By choosing healthy over skinny you are choosing self-love over self-judgment. You are beautiful!
– Steve Maraboli
So it turned out that I had lost four stone in weight as a result of the side effects of the stem cell transplant. It was a shock to me and to those around me to see me back in my surroundings looking so very thin.
In the hospital I was surrounded by all the machines and equipment and wearing pjs all the time so the weight loss wasn’t as noticeable to me or to others.
When I was back at home I rooted through my wardrobe looking for clothes to fit me. Nothing fit! I had to gradually build up my wardrobe again with clothes to fit my size. It was a great excuse for some retail therapy.
One Sunday morning when I was feeling a bit better my hubby Bryan said he wanted me to get a stem cell transplant present for myself to celebrate the success.
We headed over to Kildare Village and as we wandered around looking at all the lovely things, we spotted the Levi jeans store.
I had never bought a pair as I always felt they wouldn’t look good on me in my size. I had no idea what jeans size I even was.
I was browsing in the shop and the sales person came over and she asked me if I needed help.
I told her I wanted to try on some jeans and asked her to translate the sizes for me. I grabbed a couple of styles and went into the changing room….
They didn’t fit …. They were huge on me.
She came in and asked if I wanted another size or style and I said I did.
I said “I’m not sure of my size but I think I am a 14/16”.
She looked at me and sort of laughed and said “eh I don’t think so ….” And she left the changing room.
I was livid. How dare she suggest I was fat and would not fit into a 14/16.
I was really annoyed until she came back into the changing room with a size 12 and said “try these”.
Oh ……. The penny dropped with me…. She saw clearly how skinny I was ..,,
I tried on the 12 – it didn’t fit
She came back with a 10 – it didn’t fit
There was a mannequin at the entrance of the changing room and ‘it’ was wearing a gorgeous pair of jeans. I asked the sales girl if I could try on a pair like that but there were none left except the pair on the mannequin.

* EXERCISE DATA

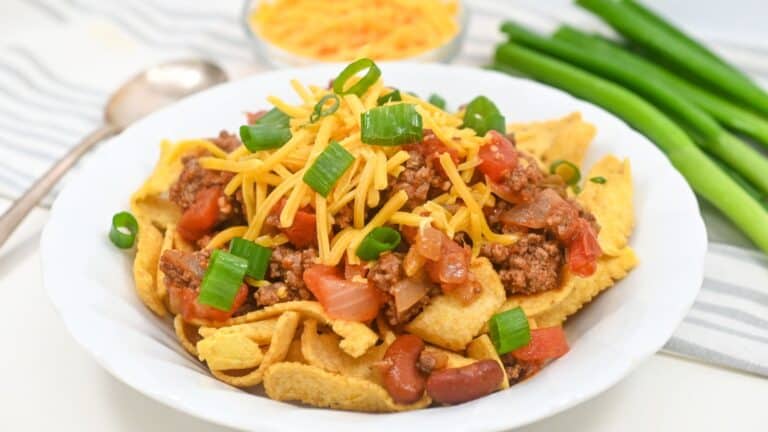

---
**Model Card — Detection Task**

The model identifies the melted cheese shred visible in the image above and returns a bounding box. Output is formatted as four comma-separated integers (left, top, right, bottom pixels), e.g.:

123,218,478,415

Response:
249,0,460,61
169,72,516,265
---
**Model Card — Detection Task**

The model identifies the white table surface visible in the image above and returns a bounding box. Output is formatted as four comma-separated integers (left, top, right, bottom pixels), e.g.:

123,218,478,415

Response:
0,199,768,432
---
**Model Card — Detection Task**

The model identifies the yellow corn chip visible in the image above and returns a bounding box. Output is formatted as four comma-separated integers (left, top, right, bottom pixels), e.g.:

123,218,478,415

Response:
301,320,388,380
534,247,637,327
133,218,166,317
211,311,299,387
264,363,431,412
197,301,378,357
173,315,199,357
576,156,635,256
405,258,506,351
467,334,509,390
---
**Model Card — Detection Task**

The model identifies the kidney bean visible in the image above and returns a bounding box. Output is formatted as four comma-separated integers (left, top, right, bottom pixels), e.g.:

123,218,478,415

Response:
383,334,426,404
427,360,504,405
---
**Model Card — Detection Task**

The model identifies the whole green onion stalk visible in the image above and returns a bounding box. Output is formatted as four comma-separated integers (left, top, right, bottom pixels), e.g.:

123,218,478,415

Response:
495,43,768,252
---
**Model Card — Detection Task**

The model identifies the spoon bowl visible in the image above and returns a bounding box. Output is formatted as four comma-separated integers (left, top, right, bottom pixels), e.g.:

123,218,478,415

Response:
0,59,227,247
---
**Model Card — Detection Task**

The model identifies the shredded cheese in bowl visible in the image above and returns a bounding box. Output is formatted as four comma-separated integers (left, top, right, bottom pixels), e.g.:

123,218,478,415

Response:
245,0,466,65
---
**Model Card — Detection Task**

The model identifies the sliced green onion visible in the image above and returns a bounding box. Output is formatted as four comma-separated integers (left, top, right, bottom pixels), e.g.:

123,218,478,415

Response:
376,89,403,106
109,212,139,249
356,227,400,261
333,58,381,96
429,93,445,110
303,141,355,197
309,94,339,123
488,307,531,355
240,124,293,153
253,108,291,128
229,237,272,280
360,104,424,146
197,249,248,311
462,96,507,136
549,159,581,185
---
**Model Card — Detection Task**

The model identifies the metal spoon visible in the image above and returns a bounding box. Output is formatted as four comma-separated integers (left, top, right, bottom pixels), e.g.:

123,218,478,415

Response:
0,60,227,246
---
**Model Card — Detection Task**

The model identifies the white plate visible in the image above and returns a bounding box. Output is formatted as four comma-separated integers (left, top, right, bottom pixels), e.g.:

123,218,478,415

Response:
41,63,706,432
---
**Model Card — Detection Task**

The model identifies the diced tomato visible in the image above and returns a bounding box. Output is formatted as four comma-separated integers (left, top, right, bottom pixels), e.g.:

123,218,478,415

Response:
245,110,267,124
477,131,517,182
568,218,603,277
283,210,317,248
303,264,381,322
512,326,570,362
168,284,248,322
177,188,221,241
270,198,317,248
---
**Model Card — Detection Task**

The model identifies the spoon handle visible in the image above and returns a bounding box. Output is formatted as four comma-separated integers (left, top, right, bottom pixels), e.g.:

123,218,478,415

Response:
0,124,119,246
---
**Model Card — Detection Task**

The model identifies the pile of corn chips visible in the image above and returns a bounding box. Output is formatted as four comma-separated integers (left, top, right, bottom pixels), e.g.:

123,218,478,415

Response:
131,114,637,412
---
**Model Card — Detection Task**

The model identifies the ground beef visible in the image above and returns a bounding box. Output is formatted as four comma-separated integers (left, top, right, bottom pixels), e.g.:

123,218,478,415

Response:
254,245,317,306
160,249,211,289
480,232,565,295
502,153,545,202
168,155,234,210
168,156,245,230
211,130,242,153
368,252,440,326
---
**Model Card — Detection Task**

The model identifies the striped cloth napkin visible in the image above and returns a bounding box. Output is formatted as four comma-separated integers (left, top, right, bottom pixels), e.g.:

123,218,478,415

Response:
0,0,768,376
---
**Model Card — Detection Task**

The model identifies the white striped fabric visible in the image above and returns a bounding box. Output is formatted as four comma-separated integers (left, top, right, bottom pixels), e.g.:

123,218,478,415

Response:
0,0,768,376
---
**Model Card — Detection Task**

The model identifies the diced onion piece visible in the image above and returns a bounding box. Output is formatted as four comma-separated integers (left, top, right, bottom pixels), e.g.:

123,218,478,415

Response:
356,227,400,261
197,249,248,311
464,96,507,136
360,104,424,146
109,212,139,249
303,141,355,197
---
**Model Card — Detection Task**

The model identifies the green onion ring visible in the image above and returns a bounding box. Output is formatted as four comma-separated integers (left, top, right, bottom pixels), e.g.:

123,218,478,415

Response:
355,227,400,261
549,159,581,186
488,306,531,355
309,94,340,123
333,58,381,96
109,212,139,249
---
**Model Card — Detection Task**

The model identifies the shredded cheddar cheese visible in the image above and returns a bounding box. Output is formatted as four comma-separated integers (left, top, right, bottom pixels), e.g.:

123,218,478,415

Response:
168,72,517,265
249,0,460,61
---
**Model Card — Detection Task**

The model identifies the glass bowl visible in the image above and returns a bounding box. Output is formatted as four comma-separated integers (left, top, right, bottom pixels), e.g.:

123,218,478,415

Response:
241,0,469,68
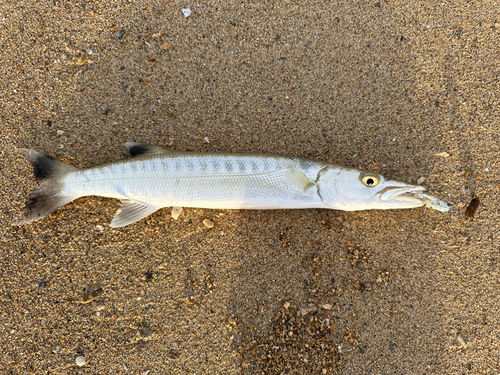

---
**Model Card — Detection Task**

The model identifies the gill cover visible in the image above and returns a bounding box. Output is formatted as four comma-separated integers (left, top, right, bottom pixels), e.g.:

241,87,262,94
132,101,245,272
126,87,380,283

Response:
317,165,424,211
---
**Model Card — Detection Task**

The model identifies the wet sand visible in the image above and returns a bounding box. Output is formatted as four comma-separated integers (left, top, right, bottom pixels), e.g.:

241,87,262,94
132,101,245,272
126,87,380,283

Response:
0,1,500,374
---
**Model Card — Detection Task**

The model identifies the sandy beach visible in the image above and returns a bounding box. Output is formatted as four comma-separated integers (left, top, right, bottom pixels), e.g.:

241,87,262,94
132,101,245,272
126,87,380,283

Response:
0,0,500,375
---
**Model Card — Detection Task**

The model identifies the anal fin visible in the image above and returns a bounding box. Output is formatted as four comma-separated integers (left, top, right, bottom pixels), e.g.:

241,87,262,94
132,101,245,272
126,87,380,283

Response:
110,199,161,228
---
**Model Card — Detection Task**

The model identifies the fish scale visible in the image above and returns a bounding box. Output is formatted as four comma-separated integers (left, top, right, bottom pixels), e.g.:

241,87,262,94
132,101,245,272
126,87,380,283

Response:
17,142,452,227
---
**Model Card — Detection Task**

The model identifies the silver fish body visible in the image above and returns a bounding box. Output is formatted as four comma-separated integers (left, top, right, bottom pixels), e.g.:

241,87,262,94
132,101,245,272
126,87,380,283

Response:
18,142,451,227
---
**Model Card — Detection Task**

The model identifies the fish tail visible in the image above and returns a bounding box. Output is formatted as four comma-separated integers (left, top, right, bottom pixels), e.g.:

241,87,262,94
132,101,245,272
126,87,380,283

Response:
13,149,79,225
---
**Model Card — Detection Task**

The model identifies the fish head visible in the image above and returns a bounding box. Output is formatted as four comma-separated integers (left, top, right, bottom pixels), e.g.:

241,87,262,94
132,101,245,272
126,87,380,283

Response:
317,165,426,211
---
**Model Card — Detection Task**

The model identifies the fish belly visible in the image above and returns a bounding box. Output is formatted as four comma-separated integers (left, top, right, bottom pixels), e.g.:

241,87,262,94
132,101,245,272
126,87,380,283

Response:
60,154,324,209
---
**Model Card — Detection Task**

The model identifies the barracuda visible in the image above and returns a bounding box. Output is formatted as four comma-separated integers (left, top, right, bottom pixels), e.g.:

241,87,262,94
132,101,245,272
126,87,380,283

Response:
15,142,452,227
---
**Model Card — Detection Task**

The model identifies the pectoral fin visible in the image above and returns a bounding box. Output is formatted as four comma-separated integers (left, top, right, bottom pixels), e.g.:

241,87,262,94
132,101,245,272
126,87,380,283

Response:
285,166,314,193
110,199,161,228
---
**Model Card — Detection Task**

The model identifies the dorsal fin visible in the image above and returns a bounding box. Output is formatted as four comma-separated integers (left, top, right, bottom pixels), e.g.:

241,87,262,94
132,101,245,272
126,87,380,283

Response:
125,142,168,156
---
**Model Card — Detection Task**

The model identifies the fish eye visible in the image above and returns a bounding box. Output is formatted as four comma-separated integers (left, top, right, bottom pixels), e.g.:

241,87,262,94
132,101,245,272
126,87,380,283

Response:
361,176,380,187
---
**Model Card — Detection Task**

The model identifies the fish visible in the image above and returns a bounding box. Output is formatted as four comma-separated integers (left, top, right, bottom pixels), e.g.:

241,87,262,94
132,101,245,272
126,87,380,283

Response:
14,142,453,228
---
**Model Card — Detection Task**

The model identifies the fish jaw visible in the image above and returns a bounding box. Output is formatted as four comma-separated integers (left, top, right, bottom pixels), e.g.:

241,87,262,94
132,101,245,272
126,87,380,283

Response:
369,186,425,209
373,185,453,213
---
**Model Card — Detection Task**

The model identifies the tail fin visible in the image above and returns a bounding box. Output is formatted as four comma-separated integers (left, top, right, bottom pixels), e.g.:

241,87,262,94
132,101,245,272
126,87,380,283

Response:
14,149,78,224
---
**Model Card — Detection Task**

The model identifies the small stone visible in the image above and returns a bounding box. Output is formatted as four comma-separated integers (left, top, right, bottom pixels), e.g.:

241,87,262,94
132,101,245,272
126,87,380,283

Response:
299,306,318,316
141,323,153,341
203,219,214,228
434,151,450,158
168,349,181,359
457,335,467,349
170,207,183,220
76,355,87,367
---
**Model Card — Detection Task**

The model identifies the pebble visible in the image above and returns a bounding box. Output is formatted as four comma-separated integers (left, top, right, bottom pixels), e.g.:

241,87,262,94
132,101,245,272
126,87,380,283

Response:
434,151,451,158
171,207,183,220
203,219,214,228
76,355,87,367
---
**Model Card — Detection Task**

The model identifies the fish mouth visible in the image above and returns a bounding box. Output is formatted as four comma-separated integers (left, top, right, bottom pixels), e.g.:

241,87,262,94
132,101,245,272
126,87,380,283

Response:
374,185,453,213
377,185,427,207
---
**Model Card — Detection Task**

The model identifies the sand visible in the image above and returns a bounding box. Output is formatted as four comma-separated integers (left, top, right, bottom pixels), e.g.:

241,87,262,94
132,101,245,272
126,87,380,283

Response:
0,0,500,374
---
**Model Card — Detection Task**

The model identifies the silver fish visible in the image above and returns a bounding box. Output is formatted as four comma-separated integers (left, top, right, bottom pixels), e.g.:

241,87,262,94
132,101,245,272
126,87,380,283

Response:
16,142,452,227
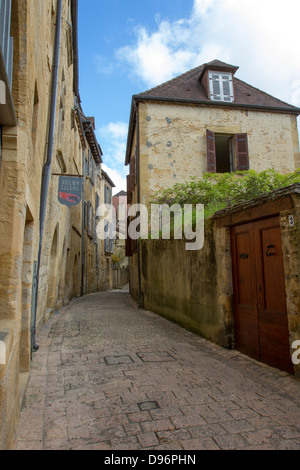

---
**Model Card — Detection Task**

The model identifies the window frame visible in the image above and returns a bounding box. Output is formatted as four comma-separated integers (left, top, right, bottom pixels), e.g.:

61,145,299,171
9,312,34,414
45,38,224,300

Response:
208,71,234,103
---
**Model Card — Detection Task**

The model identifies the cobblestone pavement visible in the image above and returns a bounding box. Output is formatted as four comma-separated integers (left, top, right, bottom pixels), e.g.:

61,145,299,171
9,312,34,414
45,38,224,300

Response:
15,292,300,451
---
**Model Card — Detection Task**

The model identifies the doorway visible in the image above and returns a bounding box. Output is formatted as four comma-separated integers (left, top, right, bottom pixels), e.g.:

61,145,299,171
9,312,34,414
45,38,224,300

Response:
231,217,294,374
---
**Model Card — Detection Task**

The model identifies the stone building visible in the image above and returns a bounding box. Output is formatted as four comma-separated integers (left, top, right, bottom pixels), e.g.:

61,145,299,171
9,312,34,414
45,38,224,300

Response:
0,0,111,449
126,60,300,204
126,60,300,376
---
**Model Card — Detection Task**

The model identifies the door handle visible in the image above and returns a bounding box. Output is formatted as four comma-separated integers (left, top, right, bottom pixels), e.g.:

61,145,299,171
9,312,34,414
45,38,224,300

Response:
266,245,276,257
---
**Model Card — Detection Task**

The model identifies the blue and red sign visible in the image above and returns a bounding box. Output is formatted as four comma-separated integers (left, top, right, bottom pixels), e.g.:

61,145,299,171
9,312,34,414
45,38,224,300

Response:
58,176,82,207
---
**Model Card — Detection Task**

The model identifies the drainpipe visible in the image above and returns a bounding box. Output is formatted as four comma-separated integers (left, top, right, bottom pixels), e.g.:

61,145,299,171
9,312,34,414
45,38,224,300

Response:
133,100,142,308
81,145,86,297
32,0,62,351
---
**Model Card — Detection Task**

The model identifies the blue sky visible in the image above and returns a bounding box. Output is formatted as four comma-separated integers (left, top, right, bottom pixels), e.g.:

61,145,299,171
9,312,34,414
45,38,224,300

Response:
79,0,300,192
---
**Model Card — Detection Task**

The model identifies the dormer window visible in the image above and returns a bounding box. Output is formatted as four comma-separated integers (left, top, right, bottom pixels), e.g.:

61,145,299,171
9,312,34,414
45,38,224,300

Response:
208,72,234,102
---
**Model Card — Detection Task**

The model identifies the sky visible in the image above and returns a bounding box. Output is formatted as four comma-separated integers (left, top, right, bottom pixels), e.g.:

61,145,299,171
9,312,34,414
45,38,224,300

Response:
78,0,300,194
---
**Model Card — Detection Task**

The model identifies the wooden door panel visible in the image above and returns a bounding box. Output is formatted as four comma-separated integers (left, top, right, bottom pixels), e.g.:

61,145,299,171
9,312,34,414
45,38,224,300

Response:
232,224,259,360
254,217,293,373
232,217,293,373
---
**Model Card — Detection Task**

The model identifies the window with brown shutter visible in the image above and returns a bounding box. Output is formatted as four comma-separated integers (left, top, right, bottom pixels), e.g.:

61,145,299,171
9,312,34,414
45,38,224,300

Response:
235,134,249,171
206,131,249,173
206,131,217,173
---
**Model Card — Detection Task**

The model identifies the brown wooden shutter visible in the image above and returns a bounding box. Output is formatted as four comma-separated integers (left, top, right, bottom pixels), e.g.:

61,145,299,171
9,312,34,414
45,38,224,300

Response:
206,131,217,173
125,217,132,258
235,134,249,171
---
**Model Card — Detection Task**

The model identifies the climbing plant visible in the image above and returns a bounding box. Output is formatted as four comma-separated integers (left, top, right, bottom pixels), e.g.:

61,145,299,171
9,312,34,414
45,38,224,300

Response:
152,169,300,217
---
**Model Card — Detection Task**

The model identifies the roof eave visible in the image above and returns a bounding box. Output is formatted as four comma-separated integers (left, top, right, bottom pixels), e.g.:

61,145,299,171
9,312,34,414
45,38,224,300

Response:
134,95,300,116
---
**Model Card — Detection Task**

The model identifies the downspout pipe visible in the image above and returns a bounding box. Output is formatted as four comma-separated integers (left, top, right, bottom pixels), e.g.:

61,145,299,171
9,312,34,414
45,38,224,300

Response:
133,100,142,308
81,145,86,297
32,0,63,351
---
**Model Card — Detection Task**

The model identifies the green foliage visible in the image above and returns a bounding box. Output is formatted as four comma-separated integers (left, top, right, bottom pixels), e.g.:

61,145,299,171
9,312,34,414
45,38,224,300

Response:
152,169,300,217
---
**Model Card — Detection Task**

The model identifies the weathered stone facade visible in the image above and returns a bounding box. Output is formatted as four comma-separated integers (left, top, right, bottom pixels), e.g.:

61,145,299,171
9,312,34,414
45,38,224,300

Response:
0,0,112,449
138,102,300,204
130,184,300,377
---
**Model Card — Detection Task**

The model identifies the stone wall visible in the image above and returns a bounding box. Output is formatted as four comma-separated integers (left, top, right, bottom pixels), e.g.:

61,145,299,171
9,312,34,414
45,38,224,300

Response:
130,189,300,377
0,0,108,449
137,102,300,204
131,223,233,348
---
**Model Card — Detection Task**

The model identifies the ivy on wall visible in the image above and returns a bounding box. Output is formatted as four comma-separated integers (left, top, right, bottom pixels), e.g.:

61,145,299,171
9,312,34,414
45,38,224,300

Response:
152,169,300,217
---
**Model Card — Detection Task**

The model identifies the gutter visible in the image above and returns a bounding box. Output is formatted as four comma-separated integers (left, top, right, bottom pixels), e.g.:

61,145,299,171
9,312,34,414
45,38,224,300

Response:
32,0,62,351
133,100,142,308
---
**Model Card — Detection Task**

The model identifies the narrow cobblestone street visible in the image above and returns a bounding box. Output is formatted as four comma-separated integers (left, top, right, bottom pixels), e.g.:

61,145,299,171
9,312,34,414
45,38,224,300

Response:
16,291,300,451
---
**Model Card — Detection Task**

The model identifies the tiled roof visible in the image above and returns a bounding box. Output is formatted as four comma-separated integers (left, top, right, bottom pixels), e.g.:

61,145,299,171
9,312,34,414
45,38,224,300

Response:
134,60,300,114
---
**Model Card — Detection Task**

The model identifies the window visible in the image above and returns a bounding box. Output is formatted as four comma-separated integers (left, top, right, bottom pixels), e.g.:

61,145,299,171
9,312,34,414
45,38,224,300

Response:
104,185,112,204
209,72,234,102
206,131,249,173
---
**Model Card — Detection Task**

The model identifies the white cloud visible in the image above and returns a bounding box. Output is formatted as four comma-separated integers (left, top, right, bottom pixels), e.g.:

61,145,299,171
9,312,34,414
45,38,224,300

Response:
94,54,114,75
97,122,128,194
98,122,128,167
118,0,300,105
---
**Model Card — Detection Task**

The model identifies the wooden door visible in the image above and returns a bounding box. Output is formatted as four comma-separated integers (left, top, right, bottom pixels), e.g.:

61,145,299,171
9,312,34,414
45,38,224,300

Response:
232,217,293,373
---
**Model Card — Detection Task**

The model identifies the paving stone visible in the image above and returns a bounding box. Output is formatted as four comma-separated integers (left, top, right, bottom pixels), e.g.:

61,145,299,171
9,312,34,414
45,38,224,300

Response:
15,292,300,452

* EXERCISE
Write the next part of the account of shopping for jeans after the stem cell transplant, starting after its final sentence. The records play no part in what comes next.

* ANSWER SECTION
Right in front of my eyes she stripped the mannequin and handed me the jeans. I started to laugh and couldn’t stop.
Bryan and the kids were waiting outside listening to the commotion.
I took the mannequin’s jeans and tried them on …. They were a perfect fit. I checked the size – they were an 8.
I had dropped five dress sizes as a result of the treatment ….I was shocked ….
I got quite tearful and I think the girl was getting worried so I told her what I had been through (briefly) and she was very kind.
The jeans looked amazing on me but they were also a reminder to me of just how much I had been through and how much it had cost me physically.
It was the first time I had bought a pair of Levi’s and the first time they had ever looked good on me. I was delighted with them but I still felt very uncomfortable about my new shape and weight – it almost felt unnatural for me.
I would find myself in a shop looking at clothes in size 10 and 12 and thinking I would never fit into them.
I knew that it would only be a temporary weight and size as I was under strict instructions to build myself up.
When I look at those Levi’s now they remind me of how far I have come in my recovery and how looking like a mannequin just didn’t suit me.